• **Task instructions**: Which lines run from the line with "[pin] water reflection" through the line with "[pin] red-stained dock" in the entries below? Print them exactly, both ends included, and nothing more.

[Referring expression data]

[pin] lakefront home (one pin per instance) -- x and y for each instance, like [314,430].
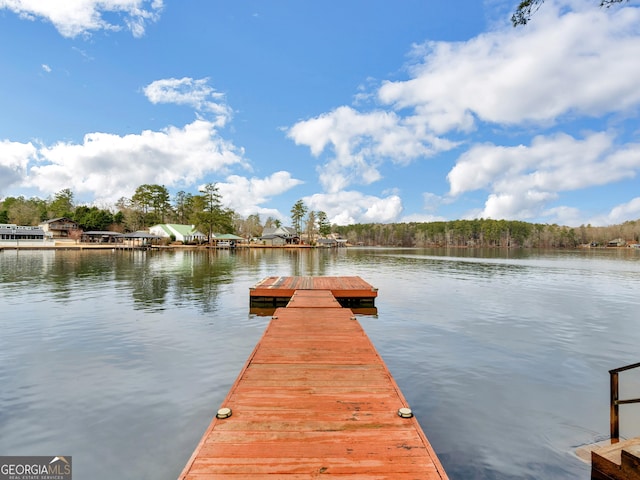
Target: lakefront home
[279,236]
[59,227]
[16,233]
[182,233]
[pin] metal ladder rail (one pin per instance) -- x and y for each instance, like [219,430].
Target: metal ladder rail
[616,401]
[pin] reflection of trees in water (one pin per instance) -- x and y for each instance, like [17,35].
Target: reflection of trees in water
[60,271]
[185,278]
[209,270]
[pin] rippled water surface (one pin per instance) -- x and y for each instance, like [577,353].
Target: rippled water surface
[121,359]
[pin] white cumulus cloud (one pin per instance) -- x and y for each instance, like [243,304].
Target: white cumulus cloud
[196,93]
[348,207]
[246,196]
[14,159]
[106,166]
[523,180]
[76,17]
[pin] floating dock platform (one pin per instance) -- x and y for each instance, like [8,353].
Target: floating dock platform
[314,400]
[349,291]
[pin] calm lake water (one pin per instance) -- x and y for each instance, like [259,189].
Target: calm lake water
[121,359]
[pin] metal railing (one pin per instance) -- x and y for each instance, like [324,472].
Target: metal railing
[616,402]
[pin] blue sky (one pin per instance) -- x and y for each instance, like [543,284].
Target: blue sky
[372,111]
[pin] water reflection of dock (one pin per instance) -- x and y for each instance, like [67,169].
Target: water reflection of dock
[314,398]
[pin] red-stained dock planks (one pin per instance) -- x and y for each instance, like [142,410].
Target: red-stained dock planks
[348,288]
[314,399]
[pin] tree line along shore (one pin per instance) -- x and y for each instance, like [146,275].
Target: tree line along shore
[152,204]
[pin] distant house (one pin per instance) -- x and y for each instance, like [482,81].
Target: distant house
[618,242]
[182,233]
[279,236]
[327,242]
[99,236]
[17,233]
[227,240]
[59,227]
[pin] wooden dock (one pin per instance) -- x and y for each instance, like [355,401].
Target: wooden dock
[349,291]
[314,399]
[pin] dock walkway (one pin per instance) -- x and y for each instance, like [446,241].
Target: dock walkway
[314,398]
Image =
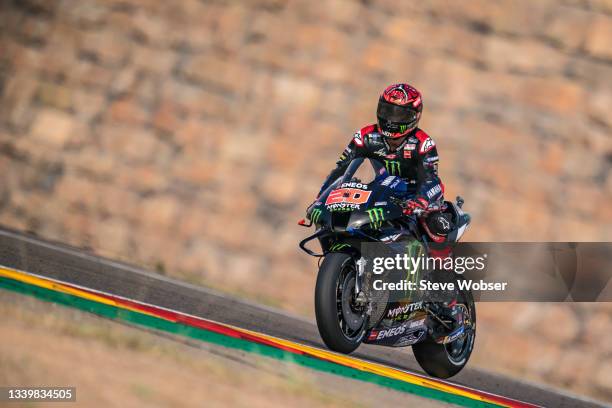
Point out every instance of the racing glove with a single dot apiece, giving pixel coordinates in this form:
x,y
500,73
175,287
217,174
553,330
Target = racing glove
x,y
416,203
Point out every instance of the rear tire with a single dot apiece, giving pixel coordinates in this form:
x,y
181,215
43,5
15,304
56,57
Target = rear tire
x,y
334,280
436,359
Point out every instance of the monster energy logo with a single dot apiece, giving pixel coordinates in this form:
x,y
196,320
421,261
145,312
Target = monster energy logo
x,y
377,216
315,215
393,167
337,247
413,273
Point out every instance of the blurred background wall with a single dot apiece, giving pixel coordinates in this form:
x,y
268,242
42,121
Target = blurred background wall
x,y
189,136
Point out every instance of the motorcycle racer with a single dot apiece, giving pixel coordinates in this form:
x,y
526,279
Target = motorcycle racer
x,y
406,151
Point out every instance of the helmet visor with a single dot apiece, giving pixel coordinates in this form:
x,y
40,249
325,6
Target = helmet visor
x,y
396,114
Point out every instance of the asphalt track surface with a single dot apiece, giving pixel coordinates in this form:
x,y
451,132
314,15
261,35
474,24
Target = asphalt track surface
x,y
71,265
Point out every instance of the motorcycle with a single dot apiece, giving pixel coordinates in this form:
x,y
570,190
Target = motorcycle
x,y
349,312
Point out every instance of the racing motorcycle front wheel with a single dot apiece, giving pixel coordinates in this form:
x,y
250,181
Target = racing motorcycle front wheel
x,y
446,360
341,321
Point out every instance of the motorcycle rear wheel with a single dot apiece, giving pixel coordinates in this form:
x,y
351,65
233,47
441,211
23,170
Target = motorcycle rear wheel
x,y
446,360
341,323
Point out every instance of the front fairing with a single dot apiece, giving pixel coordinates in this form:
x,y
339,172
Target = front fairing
x,y
352,205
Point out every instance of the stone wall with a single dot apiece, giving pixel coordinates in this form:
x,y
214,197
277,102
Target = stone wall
x,y
189,136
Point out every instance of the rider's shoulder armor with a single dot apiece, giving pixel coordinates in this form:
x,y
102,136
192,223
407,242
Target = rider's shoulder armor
x,y
364,136
369,138
425,142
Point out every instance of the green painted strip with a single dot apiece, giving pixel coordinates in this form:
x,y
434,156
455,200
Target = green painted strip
x,y
116,313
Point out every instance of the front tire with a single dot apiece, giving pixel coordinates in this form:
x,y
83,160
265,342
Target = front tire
x,y
340,322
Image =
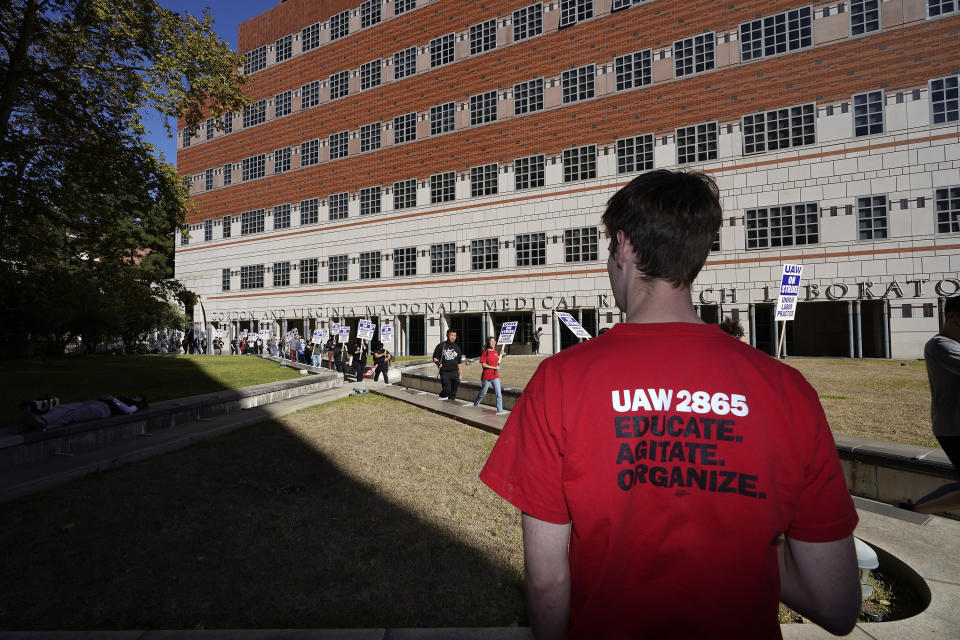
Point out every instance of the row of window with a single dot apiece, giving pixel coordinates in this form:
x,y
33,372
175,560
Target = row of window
x,y
579,245
766,228
762,132
771,35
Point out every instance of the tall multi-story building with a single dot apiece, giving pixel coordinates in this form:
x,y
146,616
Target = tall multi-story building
x,y
445,163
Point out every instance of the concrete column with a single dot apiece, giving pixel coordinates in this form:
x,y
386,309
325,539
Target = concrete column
x,y
556,333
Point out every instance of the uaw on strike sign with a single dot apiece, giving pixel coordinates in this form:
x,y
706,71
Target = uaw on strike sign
x,y
789,291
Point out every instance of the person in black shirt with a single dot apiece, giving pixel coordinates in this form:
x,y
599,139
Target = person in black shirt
x,y
381,358
360,359
447,356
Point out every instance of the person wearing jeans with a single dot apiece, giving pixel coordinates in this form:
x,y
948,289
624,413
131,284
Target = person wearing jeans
x,y
490,362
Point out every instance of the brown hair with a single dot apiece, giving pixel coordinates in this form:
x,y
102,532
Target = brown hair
x,y
671,219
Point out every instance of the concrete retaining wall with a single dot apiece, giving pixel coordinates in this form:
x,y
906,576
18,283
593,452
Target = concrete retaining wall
x,y
20,445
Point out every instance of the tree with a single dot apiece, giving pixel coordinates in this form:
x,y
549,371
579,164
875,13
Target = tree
x,y
82,197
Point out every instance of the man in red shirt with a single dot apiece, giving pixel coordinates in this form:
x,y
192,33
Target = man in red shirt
x,y
683,498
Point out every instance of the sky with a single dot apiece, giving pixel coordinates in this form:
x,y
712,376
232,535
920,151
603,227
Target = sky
x,y
227,14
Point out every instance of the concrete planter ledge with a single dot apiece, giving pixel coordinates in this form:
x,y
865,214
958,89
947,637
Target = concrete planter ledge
x,y
21,445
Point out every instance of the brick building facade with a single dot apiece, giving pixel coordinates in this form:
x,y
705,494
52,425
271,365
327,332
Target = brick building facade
x,y
446,163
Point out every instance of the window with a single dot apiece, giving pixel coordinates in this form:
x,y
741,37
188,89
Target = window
x,y
779,129
484,254
528,22
947,206
281,274
339,85
370,13
252,222
483,180
580,163
370,75
251,276
369,201
310,211
868,113
369,265
339,145
528,96
864,16
635,154
338,204
483,108
944,99
441,50
697,143
309,270
310,95
775,34
574,11
405,261
872,218
405,194
443,187
255,113
402,6
694,55
370,137
578,83
442,118
529,172
254,167
282,104
782,226
941,7
580,245
483,36
309,153
281,216
531,249
337,268
310,37
405,128
339,25
404,63
255,60
443,258
633,70
281,160
284,48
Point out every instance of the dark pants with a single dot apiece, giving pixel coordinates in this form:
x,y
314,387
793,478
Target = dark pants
x,y
449,381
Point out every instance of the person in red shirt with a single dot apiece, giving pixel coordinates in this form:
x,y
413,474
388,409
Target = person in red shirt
x,y
490,363
683,496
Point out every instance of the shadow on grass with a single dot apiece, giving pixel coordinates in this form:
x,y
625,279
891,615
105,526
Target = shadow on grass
x,y
251,530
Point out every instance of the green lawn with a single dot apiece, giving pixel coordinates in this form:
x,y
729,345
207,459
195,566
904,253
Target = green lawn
x,y
160,377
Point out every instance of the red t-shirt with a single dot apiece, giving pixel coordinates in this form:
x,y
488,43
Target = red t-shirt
x,y
492,358
679,454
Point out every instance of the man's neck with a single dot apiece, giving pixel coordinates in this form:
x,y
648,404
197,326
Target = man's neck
x,y
659,301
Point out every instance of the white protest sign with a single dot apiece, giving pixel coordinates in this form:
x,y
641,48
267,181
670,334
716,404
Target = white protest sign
x,y
573,325
508,331
789,290
365,330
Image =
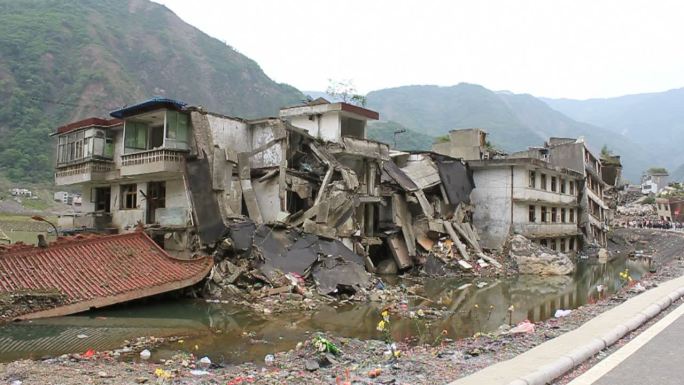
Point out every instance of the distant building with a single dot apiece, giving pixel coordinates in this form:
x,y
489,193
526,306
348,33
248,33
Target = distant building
x,y
654,181
466,144
574,154
21,192
670,208
62,196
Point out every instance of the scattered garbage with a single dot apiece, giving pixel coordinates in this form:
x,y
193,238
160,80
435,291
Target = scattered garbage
x,y
198,372
204,363
638,288
523,327
269,360
145,354
323,345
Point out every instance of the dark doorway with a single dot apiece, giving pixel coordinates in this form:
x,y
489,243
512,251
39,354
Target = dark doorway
x,y
156,137
102,198
156,199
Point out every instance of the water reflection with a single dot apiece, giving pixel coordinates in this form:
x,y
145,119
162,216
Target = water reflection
x,y
230,334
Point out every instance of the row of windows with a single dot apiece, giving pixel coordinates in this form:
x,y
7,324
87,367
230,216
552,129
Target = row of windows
x,y
663,206
556,185
561,244
551,214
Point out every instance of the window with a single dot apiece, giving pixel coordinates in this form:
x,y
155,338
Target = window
x,y
129,196
532,214
156,129
176,130
136,136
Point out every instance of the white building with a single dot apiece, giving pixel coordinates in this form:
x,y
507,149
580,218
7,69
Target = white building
x,y
526,196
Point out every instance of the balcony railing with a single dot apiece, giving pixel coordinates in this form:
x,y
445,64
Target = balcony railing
x,y
83,172
153,161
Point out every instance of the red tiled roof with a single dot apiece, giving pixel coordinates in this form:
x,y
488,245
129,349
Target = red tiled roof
x,y
89,122
97,271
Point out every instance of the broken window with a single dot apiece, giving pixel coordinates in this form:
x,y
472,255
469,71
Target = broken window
x,y
80,145
101,197
532,214
157,129
129,196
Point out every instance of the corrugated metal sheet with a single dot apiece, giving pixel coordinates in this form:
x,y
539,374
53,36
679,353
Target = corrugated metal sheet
x,y
98,271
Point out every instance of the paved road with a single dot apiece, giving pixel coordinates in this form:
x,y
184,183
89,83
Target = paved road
x,y
659,362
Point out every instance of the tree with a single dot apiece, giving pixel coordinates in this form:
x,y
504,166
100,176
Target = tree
x,y
605,152
345,91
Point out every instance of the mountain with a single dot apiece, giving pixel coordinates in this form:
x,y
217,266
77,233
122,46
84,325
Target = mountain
x,y
656,120
513,121
407,140
63,60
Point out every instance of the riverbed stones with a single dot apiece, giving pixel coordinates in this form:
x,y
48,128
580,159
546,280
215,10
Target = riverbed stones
x,y
538,260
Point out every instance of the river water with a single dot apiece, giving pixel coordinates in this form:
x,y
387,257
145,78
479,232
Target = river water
x,y
231,334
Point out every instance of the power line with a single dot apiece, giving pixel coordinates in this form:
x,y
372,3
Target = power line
x,y
69,104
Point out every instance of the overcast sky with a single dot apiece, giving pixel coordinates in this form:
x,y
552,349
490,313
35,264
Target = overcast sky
x,y
575,49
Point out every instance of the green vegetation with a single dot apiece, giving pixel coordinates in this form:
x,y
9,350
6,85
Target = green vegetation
x,y
408,140
513,121
656,170
61,61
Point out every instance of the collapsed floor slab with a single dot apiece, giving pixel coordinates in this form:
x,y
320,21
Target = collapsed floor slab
x,y
94,272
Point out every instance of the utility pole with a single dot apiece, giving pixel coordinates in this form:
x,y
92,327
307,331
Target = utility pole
x,y
397,132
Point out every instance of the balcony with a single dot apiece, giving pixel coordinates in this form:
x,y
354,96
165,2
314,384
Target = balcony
x,y
86,171
158,161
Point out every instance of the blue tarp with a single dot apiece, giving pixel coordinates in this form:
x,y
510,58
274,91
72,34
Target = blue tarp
x,y
148,105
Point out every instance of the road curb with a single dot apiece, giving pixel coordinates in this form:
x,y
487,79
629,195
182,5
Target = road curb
x,y
565,363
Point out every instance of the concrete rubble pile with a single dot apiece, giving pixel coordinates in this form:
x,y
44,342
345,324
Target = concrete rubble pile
x,y
636,209
534,259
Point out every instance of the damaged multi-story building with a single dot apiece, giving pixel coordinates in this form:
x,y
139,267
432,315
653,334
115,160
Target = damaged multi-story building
x,y
551,194
522,193
187,175
595,213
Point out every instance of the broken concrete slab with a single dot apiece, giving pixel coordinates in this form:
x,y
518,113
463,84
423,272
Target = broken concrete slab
x,y
334,275
538,260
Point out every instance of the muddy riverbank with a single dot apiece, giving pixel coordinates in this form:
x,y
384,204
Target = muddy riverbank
x,y
435,359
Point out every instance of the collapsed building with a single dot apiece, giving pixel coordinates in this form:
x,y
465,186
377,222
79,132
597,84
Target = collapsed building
x,y
551,194
289,194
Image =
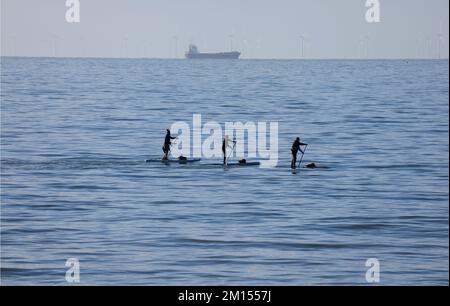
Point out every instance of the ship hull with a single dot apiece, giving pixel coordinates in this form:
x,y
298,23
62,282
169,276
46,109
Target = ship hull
x,y
222,55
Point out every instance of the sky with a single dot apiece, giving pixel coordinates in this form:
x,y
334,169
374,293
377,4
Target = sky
x,y
276,29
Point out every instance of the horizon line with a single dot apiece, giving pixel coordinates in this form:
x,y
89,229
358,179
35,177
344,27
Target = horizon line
x,y
232,60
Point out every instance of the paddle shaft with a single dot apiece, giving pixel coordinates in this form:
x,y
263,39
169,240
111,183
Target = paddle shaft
x,y
231,152
306,146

• **The completed task**:
[pin] water reflection of dock (one pin per instance) -- x and y for each instance, like [67,169].
Target: water reflection of dock
[314,398]
[pin] red-stained dock planks (one pin per instance) -- x and y for each instance, like [142,410].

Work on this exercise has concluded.